• Brief A: Copy everything in the essay about the dead man's records from "This is not" down to "next to nothing.".
• Brief B: Summarize the essay about the dead man's records in two sentences.
• Brief C: Continue the essay about the dead man's records from where it stops.
======== Passage ========
Dead Man’s Party

“Do you play disco?”

This is not a question one typically expects to hear from a massage therapist. “Have you been working out more?” or perhaps, “How did you get this bite mark on your shoulder?” but not a music-programming inquiry. But my massage therapist knows I’m not just another hunk of knotted muscle and flab but a DJ, too.

Grunting in the affirmative, I listened as he explained that another client of his was trying to unload some old records. They had belonged to a friend of said client; the friend had moved back to New York after getting sick in the mid-1980s. Though the owner had intended to send for the vinyl, he passed away before he could do so, and the records had been gathering dust ever since. If I was willing to haul the lot away, the collection’s caretaker would let me have them for next to nothing.

So it was that I found myself in a stranger’s home on a Saturday afternoon, sifting through two cartons of musty 12-inch singles and LPs. I didn’t strike the mother lode of valuable rarities, but I appreciated the current owner’s desire to get rid of the damn things, so we struck a deal. I wrote a check to his favorite AIDS charity and walked off with a hundred-plus records—and a new anthropological project.

What could I divine from the original owner—let’s call him Rafael—from his music? I knew from talking to his friend that Rafael’s passion for disco (or “cha cha,” as he called it) was so overpowering that when the DJ spun a song he loved, his eyes would roll back and he would literally convulse on the dance floor. His ecstatic writhing apparently got him barred from several Seattle clubs. But I wanted to learn more and set to summoning his spirit by spinning the grooves he’d lovingly collected.

One thing was immediately obvious: Raphael was gay. Very, very gay. Hence the 12 vintage Barbra Streisand albums. So I started my investigation by plopping Streisand’s What About Today? (“dedicated to the young people who push against indifference, show down mediocrity, demand a better future, and who write and sing the songs of today”) on the turntable. I was greeted with the most execrable rendition of “With a Little Help From My Friends” imaginable. Lennon and McCartney can withstand a lot, but not Fanny Brice shtick. Perhaps Rafael’s taste wasn’t so flawless.
======== Information provided ========
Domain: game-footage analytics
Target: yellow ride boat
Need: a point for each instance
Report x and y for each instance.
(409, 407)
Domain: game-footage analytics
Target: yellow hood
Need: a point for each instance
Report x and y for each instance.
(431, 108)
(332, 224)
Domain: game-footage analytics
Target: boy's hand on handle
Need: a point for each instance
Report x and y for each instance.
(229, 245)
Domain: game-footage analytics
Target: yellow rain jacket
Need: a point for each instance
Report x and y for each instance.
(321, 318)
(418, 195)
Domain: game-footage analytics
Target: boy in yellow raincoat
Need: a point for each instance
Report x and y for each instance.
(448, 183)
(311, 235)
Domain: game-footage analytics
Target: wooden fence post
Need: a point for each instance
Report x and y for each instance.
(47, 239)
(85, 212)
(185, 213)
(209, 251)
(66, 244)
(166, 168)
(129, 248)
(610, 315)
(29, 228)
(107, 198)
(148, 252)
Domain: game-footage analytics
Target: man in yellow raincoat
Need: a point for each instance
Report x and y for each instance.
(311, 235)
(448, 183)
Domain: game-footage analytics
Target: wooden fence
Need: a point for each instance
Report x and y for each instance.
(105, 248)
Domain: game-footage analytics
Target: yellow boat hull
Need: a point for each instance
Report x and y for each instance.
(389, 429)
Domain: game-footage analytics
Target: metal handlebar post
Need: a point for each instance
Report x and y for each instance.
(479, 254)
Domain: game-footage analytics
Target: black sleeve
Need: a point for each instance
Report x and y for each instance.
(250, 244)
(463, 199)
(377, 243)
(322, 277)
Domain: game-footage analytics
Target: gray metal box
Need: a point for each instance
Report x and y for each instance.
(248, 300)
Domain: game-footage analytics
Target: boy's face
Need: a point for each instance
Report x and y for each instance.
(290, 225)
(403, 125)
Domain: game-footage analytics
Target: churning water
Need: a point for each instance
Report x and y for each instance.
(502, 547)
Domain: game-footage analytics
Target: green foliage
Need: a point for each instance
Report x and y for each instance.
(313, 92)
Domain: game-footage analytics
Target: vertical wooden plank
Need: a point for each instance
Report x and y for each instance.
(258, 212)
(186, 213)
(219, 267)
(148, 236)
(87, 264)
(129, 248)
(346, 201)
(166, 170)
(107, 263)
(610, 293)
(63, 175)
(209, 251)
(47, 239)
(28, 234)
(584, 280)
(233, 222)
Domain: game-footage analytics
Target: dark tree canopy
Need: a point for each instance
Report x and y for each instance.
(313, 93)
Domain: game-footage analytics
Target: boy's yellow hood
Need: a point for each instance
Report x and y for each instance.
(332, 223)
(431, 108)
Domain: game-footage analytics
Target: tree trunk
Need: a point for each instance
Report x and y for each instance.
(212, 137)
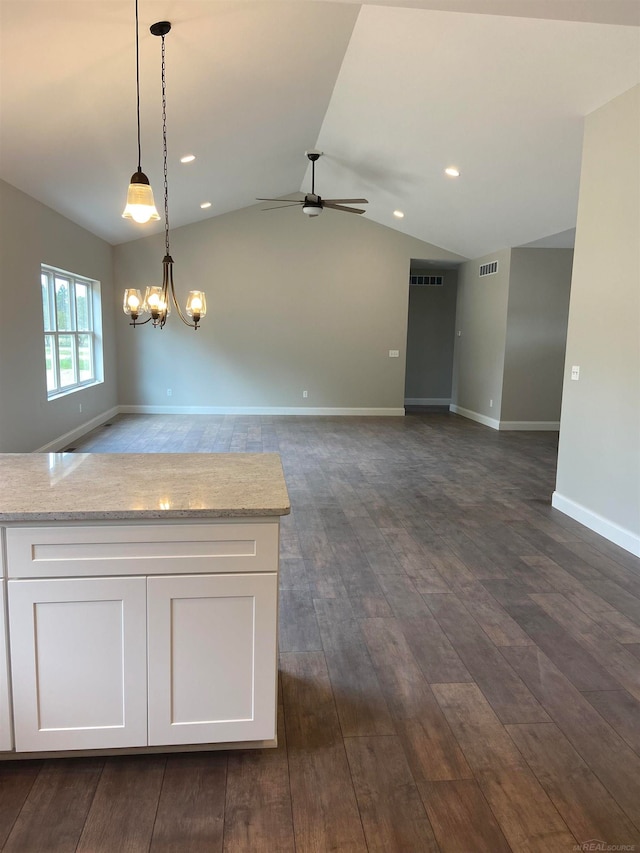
========
• Written reply A:
This is not a question one typically expects to hear from a massage therapist. “Have you been working out more?” or perhaps, “How did you get this bite mark on your shoulder?” but not a music-programming inquiry. But my massage therapist knows I’m not just another hunk of knotted muscle and flab but a DJ, too.

Grunting in the affirmative, I listened as he explained that another client of his was trying to unload some old records. They had belonged to a friend of said client; the friend had moved back to New York after getting sick in the mid-1980s. Though the owner had intended to send for the vinyl, he passed away before he could do so, and the records had been gathering dust ever since. If I was willing to haul the lot away, the collection’s caretaker would let me have them for next to nothing.

• Written reply B: Through a massage therapist, the narrator, a DJ, learned of a client trying to unload the records of a friend who had moved back to New York after getting sick in the mid-1980s and died before he could send for them. After writing a check to an AIDS charity in exchange for more than a hundred records, the narrator began playing them to learn about their original owner, starting with a Barbra Streisand album whose version of "With a Little Help From My Friends" the narrator found execrable.

• Written reply C:
As promised, the bulk of what I’d acquired was disco. But for every title I recognized, like C’est Chic or the Emotions’ Rejoice, there were half a dozen I didn’t. Were it not for Rafael’s passing, I might never have discovered the propulsive brilliance of Brainstorm’s “Hot for You,” or my new favorite song, the Four Tops-esque “My Baby’s Got E.S.P.” by Four Below Zero.

I began to notice that the majority of the dance records were from 1979, the year disco tanked as a mainstream phenomenon. But clearly, it was more than a fad for Rafael. Because not only did he have hard-to-find classics like The Glow of Love by Change and X(infinity)Multiples by Yellow Magic Orchestra, but he also wrote notes on the labels of specific 12-inches. In loopy, schoolgirl handwriting, long-dead Raphael let me know that he thought Eddie Johns’ cover of “I Put a Spell on You” was best enjoyed with “headphones & poppers” and the James Brown oddity “Just Wanna Make You Dance” by the J.B.’s featuring Maxxi was “somebody’s anthem—not me!”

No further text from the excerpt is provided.